Data records
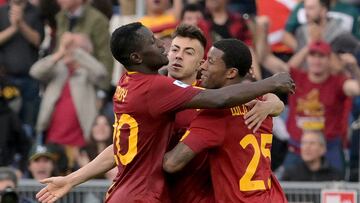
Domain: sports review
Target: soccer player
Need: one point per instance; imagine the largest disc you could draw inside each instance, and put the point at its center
(186, 53)
(239, 158)
(145, 104)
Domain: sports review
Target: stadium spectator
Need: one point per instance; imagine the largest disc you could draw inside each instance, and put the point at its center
(127, 7)
(41, 163)
(80, 17)
(162, 19)
(104, 6)
(13, 139)
(325, 18)
(21, 33)
(68, 108)
(222, 24)
(313, 165)
(320, 101)
(145, 55)
(8, 184)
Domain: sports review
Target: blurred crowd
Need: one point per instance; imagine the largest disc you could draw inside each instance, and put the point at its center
(57, 77)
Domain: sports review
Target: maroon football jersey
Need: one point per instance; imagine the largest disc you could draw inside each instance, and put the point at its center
(193, 182)
(240, 160)
(145, 107)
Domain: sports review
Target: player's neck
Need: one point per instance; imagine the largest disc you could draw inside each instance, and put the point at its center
(190, 80)
(141, 69)
(314, 165)
(233, 81)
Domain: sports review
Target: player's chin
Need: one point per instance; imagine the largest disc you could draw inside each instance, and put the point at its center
(165, 61)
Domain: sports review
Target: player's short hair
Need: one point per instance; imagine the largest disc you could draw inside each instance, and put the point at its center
(124, 41)
(190, 8)
(236, 55)
(190, 31)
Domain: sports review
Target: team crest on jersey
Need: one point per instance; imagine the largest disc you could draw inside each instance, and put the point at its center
(180, 84)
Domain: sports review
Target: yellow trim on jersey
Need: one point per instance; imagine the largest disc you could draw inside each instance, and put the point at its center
(197, 87)
(185, 135)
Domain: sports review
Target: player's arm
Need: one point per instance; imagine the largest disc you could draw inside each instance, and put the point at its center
(177, 158)
(57, 187)
(351, 87)
(233, 95)
(270, 106)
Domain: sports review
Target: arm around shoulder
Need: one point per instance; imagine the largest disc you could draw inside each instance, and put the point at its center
(177, 158)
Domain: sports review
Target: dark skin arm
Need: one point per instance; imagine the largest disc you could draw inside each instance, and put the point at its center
(177, 158)
(233, 95)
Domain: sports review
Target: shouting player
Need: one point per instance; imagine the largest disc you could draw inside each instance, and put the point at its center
(145, 105)
(239, 158)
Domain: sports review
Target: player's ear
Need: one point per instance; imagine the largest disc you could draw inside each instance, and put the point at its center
(136, 58)
(232, 73)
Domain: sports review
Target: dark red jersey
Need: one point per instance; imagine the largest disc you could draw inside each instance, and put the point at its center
(145, 107)
(240, 160)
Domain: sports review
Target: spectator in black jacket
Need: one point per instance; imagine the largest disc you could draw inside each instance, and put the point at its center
(12, 137)
(314, 166)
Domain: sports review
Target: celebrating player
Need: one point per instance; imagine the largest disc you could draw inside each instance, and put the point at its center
(239, 158)
(145, 104)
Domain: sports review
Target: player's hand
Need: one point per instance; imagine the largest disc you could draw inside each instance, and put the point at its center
(258, 113)
(284, 83)
(56, 188)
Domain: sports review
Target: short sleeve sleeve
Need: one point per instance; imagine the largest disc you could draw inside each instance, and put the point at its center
(168, 95)
(207, 130)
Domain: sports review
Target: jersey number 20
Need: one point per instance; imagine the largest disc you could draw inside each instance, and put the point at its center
(125, 119)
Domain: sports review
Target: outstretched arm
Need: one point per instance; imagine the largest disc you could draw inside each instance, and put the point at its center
(233, 95)
(57, 187)
(177, 158)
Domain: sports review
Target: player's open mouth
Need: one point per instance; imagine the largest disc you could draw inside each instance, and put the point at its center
(176, 65)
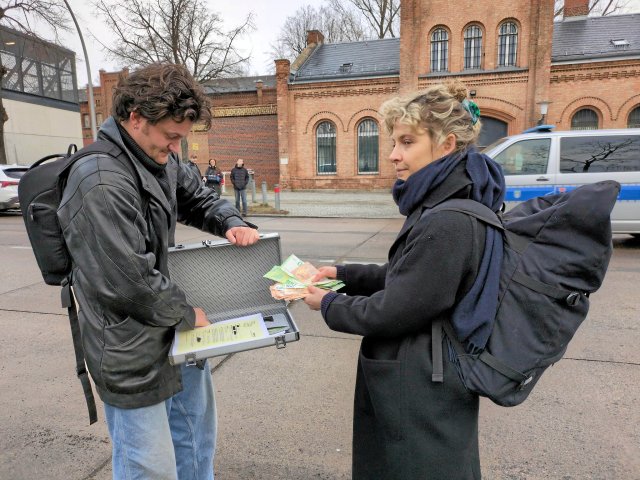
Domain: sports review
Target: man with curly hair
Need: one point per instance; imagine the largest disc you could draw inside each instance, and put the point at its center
(118, 213)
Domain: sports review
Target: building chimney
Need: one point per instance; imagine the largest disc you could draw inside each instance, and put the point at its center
(315, 37)
(575, 9)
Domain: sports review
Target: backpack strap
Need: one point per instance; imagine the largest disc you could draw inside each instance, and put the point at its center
(69, 303)
(472, 208)
(489, 217)
(487, 358)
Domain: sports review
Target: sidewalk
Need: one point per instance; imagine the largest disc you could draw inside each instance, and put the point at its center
(329, 203)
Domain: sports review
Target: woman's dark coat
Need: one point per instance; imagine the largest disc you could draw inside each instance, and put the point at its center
(405, 426)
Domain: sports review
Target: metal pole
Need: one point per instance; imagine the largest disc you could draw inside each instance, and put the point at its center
(276, 190)
(253, 188)
(92, 108)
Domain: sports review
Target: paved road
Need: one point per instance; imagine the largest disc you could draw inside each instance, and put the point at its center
(285, 414)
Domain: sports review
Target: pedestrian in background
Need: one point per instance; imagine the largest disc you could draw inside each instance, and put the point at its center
(240, 179)
(193, 165)
(442, 266)
(213, 176)
(118, 215)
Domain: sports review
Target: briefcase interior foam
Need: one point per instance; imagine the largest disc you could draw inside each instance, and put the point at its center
(227, 282)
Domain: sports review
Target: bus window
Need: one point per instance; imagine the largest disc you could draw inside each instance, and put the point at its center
(527, 157)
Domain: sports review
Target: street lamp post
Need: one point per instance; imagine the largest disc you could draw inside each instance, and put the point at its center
(544, 108)
(92, 108)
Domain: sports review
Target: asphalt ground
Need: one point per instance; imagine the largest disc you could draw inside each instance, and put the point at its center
(286, 414)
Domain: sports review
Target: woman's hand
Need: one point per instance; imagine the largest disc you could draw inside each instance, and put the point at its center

* [Assignment] Could the data above be copied out exactly, with no pictures kept?

* [Solution to this exercise]
Domain: sports review
Target: soccer player
Need: one point per instance; imagine the largest disc you could draw inside each instance, and put the point at its center
(186, 53)
(239, 158)
(145, 104)
Domain: sports review
Target: stadium spectator
Need: one point per instance; imagine the largest disc you could draw inside each instance, and put the point at its center
(127, 7)
(41, 163)
(80, 17)
(162, 19)
(104, 6)
(13, 139)
(325, 18)
(21, 33)
(68, 108)
(222, 24)
(313, 165)
(320, 101)
(145, 55)
(8, 184)
Domain: sports review
Target: blurred crowd
Need: one point per instance; imagine the largest disc you could draw inside each instance, and put the point at its center
(57, 77)
Domain: sports review
Target: maroon football jersey
Need: one point per instance; imagine the largest disc you could draw inside each instance, and put the point at its center
(193, 182)
(240, 160)
(145, 107)
Domain: sports review
Target: player's neck
Need: one point per instance; imagine the largest disc you could draw inside each instance, and put the point at its center
(190, 80)
(141, 69)
(314, 165)
(233, 81)
Domain: sports review
Target: player's chin
Need: one point per instance; imagine the largest disc you could draw inside each instance, and put the point at its center
(165, 61)
Domain: sports review
Target: player's short hair
Need: one point per instance; imagine the largest disc you could draw inside each instance, and put the point at its center
(124, 41)
(190, 8)
(236, 55)
(190, 31)
Domain: sports review
Target: team crest on jersey
Need: one point per instance; imagine the largest disc you could draw inside each instance, and put the point at its center
(180, 84)
Domain: sports review
Target: yellow trim on jersey
Need: one point per instance; imagine the largest disc you could draw inside each instance, and put the point at its center
(197, 87)
(185, 135)
Domain: sports review
Target: player's arm
Need: one point per instance; imagine the largest disc you could draw inside each instance, and put the point at its center
(177, 158)
(57, 187)
(351, 87)
(233, 95)
(270, 106)
Domain: sports review
Target: arm around shoulder
Need: one point per instance; imagine the largest disc you could draw inside each instance, and put the point at its center
(177, 158)
Domain: sports review
Target: dark skin arm
Need: one point per instance; imagine the largest disc you could draw inside each instance, and put the point at its center
(177, 158)
(233, 95)
Domain: sports review
Target: shouting player
Need: one point per instance; imagine the largest disc you could draw inside each instance, and put the point at its center
(145, 105)
(239, 158)
Domain: sports review
Target: player's ear
Need: one point per instance; imagine the largest disc you could draw inside each instance, and put the point at its center
(136, 58)
(232, 73)
Domain: sports review
Target: dark red jersey
Need: one point per instance; imagine the largest disc you could draw inside each instance, and put the point at its center
(145, 107)
(240, 160)
Domain: sports review
Target: spectator in black jacket
Need: one point per instance; imagine the largest disc you could draw inside each instance, and put the point at its center
(12, 137)
(314, 166)
Domain: sports review
Target: celebrating player
Need: one point per instance; imagine the largest disc you could draw inside each instance, and put the point at its center
(239, 158)
(145, 104)
Domain: sports review
Target: player's hand
Need: one point per instance; imagine the largest disc you could draw inside each instance, and put the point at its center
(258, 113)
(284, 83)
(56, 188)
Domain: sports review
Target: short sleeve sleeve
Need: one point per instance; imagine the largest disc you could draw inside each instance, and put the point at its center
(168, 95)
(207, 130)
Domain: sports review
Target: jersey number 20
Need: one point per instance; imagine the largest disc you could draw inside each instance, and put the point at its center
(125, 119)
Domain: sports review
Target: outstretched arm
Need: one point per instance; imagine the largest disc you could draw inside each instance, and put the point at its center
(233, 95)
(57, 187)
(177, 158)
Domain: sports review
Target: player's open mouth
Need: one point per instance; imagine the largest disc you could draw inside each instance, and put the point at its center
(176, 65)
Domain: sports review
Target: man with curly hair
Need: one point per instance; imagine the largest disc you could draw inside each instance, and put the point at its center
(118, 213)
Domain: sports review
Target: building chimney
Need: one point per instance; imagine the largest disc you could draw inside each instance, and put the point at its center
(315, 37)
(575, 9)
Domain: sports review
Target: backpack strap
Need: one point per instance; imagine the largest disc you could draw inside each instance, and put the point at its center
(69, 303)
(472, 208)
(489, 217)
(487, 358)
Domain: sports review
Target: sidewalk
Need: one point per instance; imagine the largest disc you could draw inside each instance, and put the point at its center
(329, 203)
Domain: sports review
Target: woman's dark coat
Need: one point per instance; imagine the largest disc you could draw inside each instance, and put the point at its center
(405, 426)
Domain: sports review
Target: metal pole
Need: one point per instance; imagine the largest disc you could draw inside each instance, and put the point at its center
(276, 190)
(253, 188)
(92, 108)
Domain: sports review
Target: paved road
Need: one point per instance; imagine the largest disc you could draw inside each instance, and put the point at its center
(285, 414)
Domain: sports review
Target: pedestrian in background
Need: one point per instance; imagine the largest disc you could draw inside each instance, and put the point at its center
(240, 179)
(193, 165)
(442, 266)
(213, 176)
(118, 215)
Domain: sports review
Target: briefcase interior foam
Need: one point per instance; imagine the largest disc you could draw inside each instance, and put the point at its center
(227, 282)
Domain: sports review
Target: bus window
Need: one point per instance; imagine the largest disc you could draw inside each instance, and put the point at its center
(527, 157)
Domain: sports review
Target: street lamp post
Need: one point per instance; imagine the largest disc you could draw inside each instance, and put the point at its center
(544, 108)
(92, 108)
Domain: sports review
Target: asphalt ground
Need: one point per instance; imagine the largest disc you could draw inside each instance, and put the point at its center
(286, 414)
Domain: sports review
Target: woman's hand
Need: one point per instance; imagine the largest disc you could draw inside each instance, and put the point at its center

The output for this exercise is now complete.